■ Task requirements:
a – According to the post on the post office and newspapers, who has blocked the bill from a vote by the full Assembly?
b – Decide whether each statement agrees with the post on the post office and newspapers, answering yes or no and quoting the deciding words: (i) The Electronic Publication Of Legal Notices Act passed the State Senate in July of 2010. (ii) The author finds credible the publishers' claim that newspapers serve as unbiased watchdogs. (iii) Newspaper classified sections now run four or five pages daily.
c – Write the next part of the post on the post office and newspapers, starting after its last sentence.

■ Excerpt:
>> start

Change is inevitable for the post office…..and newspapers

The Neptune Nudniks got one right today. 

In their editorial, Change inevitable for post office, The Asbury Park Press editorial board accurately spells out how the Internet and digital technology has changed the economics of information delivery, making the United States Postal Service obsolete and insolvent.  

The post office is undergoing a major downsizing. Appropriately so because people are just not using it they way we used to.  Electronic exchange of documents and information is just far more efficient than physically moving paper across town or across the country.

The Press concludes that, “we cannot subsidize what should be a self-sustaining entity any more than we could subsidize the buggy whip industry at the turn of the last century.”

That unassailable reasoning should also be applied to the subsidies the newspaper industry receives in the form of state mandated legal and public notices advertising.

Classified advertisings in newspapers has gone the way of the buggy whip industry. It has been replaced by craigslist, ebay, autotrader.com, realtor.com, realtytrac.com, and countless other websites.  The once thick classified sections of newspapers are now four or five pages daily, half of which is government compelled legal and public notices.

Bi-partisan legislation, The Electronic Publication Of Legal Notices Act, passed the State Senate in July of 2010 and the Assembly Commerce and Economic Development Committee in February of this year.  Assembly Speaker Sheila Oliver has blocked the bill from being voted on by the full Assembly.

With millions of dollars in government mandated subsidies at stake, the newspaper industry came out in force to lobby against the bill arguing that legal notices on government websites instead of in newspapers really wouldn’t save the government money, that poor people without computers would not have access to the vital information( do poor people attend foreclosure auctions and zoning board hearings?) and that elected officials could use the power to withhold legal notice advertisements to punish newspapers for unfavorable news coverage.  The newspaper publishers said that their role as unbiased watchdogs would be compromised.

The assertion that newspapers fill the role of unbiased watchdogs is laughable.   Yesterday’s Star Ledger editorial laying out a strategy for Democrats to counter Governor Christie’s effective Town Hall meetings, along with the paper’s slanted “news” coverage of Christie’s meetings eariler in the week is just one recent example of how “newspapers” are just as biased as this or any other blog.

But the publishers’ argument that allowing newspaper advertising and/or Internet advertising on governement websites of Legal Notices gives government officials the power to punish newspapers whose coverage they don’t approve of (or to reward newspapers for coverage they do approve of) has merit.

>> end

■ Data block:
>> start

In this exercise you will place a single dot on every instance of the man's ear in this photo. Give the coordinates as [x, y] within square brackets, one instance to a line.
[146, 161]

>> end

■ Answers for the tasks:
a – Assembly Speaker Sheila Oliver.

b –
(i) Yes: "passed the State Senate in July of 2010"
(ii) No: "The assertion that newspapers fill the role of unbiased watchdogs is laughable."
(iii) Yes: "The once thick classified sections of newspapers are now four or five pages daily"

c –
That potential for abuse could be fixed by amending the Electronic Publication Of Legal Notices Act to require that legal notices be published only on government websites.  Reasonable fees for ads that are now paid to newspapers by planning and zoning applicants, foreclosing lenders and other private interests that are compelled to advertise could be collected by the municipalities to offset the cost of maintaining their websites and as a new source of much needed revenue.

The rest of New Jersey’s traditional media should embrace The Asbury Park Press’s outstanding reasoning, as it applies to the post office, and apply it to themselves in the interests of the public good. They should let Assembly Speaker Sheila Oliver off the hook and suggest she post The Electronic Publication Of Legal Notices Act for a vote before the full Assembly where their friends in the chamber should amend the bill to prohibit governments from spending taxpayers dollars on legal notice advertising and eliminate the requirement that private interests pay to advertise anywhere other than on a government website.

Of course, the 1st amendment would allow the newspapers to continue publishing the notices, as a public service, or as a private sector revenue driven profit center.

Posted: September 21st, 2011 | Author: | Filed under: NJ Media, NJ State Legislature | Tags: , , , , , | 5 Comments »

5 Comments on “Change is inevitable for the post office…..and newspapers”

  1. Mr. Pot meet Mr. Kettle said at 9:47 am on September 21st, 2011:

    It’s cute watching Art claim that someone else’s news coverage of Chris Christie is “slanted.” No one works harder to earn those gubernatorial knees pads than does Art Gallagher.

  2. ArtGallagher said at 10:01 am on September 21st, 2011:

    Mr. Pot meet Mr. Kettle,

    I deleted the link to the Tyson video, because I wanted to and because I can.

    You must have missed this phrased, “is just one recent example of how “newspapers” are just as biased as this or any other blog.”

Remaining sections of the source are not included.